## FRAGMENTO DE LA PÁGINA:
++++++
Barcelona: pactos contra principios

Ser hombre de Estado y tener principios no casa bien. O al menos no casa bien con tener principios sólidos, inamovibles, pues otra cosa son esos principios adaptables a cada nueva situación de los que hacía gala Groucho Marx. En ese universo de las promesas que deben ser cumplidas sólo rebus sic stantibus —esto es, en la medida en que no cambien las circunstancias— es donde se mueve la política responsable, la que no tensa la cuerda que sujeta los extremos y la que halla, para cada problema, un parche provisional.

Podría parecer que el párrafo anterior es irónico, pero en realidad no lo es.

Cuando nos situamos en el terreno de la política, la batalla entre las éticas deontológica y consecuencialista se ha decidido normalmente en favor de la segunda. Así lo podemos hallar ya en el nacimiento de la sociología, con la primacía que Max Weber dio a la responsabilidad sobre la convicción, o más atrás en los orígenes de la ciencia política, con los escritos de Maquiavelo a favor de los fines, o todavía más atrás en las crónicas utilitaristas de Tucídides, ilustre patriarca de la realpolitik.
++++++
## INFORMACIÓN EXTRAÍDA:

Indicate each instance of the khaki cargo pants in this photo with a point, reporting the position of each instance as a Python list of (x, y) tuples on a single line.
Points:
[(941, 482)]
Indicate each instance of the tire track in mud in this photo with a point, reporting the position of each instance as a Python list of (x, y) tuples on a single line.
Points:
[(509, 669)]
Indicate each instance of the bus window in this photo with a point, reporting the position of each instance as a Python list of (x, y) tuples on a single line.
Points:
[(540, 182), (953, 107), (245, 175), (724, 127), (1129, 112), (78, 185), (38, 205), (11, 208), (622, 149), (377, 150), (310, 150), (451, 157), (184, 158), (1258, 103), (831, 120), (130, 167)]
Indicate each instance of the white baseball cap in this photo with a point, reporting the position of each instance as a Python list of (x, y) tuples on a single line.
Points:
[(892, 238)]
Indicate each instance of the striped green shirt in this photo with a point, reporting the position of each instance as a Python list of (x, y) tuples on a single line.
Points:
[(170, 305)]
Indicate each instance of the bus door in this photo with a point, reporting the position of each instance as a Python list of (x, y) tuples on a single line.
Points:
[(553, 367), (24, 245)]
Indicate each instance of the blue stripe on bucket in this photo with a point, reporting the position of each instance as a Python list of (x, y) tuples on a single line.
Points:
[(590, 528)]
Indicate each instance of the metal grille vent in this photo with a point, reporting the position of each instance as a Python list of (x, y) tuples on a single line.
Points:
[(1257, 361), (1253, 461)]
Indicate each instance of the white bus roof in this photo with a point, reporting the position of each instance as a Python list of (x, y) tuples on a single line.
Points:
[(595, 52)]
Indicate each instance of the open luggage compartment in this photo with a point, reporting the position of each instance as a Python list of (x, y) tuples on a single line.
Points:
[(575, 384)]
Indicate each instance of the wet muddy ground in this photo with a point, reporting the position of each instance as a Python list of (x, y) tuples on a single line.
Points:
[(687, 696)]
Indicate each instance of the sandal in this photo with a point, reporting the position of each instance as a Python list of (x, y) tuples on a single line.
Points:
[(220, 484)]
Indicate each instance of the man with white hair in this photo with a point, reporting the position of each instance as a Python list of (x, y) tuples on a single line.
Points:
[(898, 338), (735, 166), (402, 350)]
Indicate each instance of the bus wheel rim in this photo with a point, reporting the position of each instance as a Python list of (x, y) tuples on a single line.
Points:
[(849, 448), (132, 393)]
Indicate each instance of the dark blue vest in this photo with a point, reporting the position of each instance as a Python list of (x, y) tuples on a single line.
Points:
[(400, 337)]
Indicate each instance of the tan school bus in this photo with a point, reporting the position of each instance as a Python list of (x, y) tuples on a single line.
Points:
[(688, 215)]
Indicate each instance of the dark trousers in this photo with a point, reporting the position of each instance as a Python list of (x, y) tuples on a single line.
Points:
++++++
## OBJETIVO DE LA TAREA:
Reproduce literalmente el pasaje del fragmento sobre pactos y principios que empieza en "Podría parecer que" y sigue hasta "de la realpolitik.".

## RESULTADO DE LA TAREA:
Podría parecer que el párrafo anterior es irónico, pero en realidad no lo es.

Cuando nos situamos en el terreno de la política, la batalla entre las éticas deontológica y consecuencialista se ha decidido normalmente en favor de la segunda. Así lo podemos hallar ya en el nacimiento de la sociología, con la primacía que Max Weber dio a la responsabilidad sobre la convicción, o más atrás en los orígenes de la ciencia política, con los escritos de Maquiavelo a favor de los fines, o todavía más atrás en las crónicas utilitaristas de Tucídides, ilustre patriarca de la realpolitik.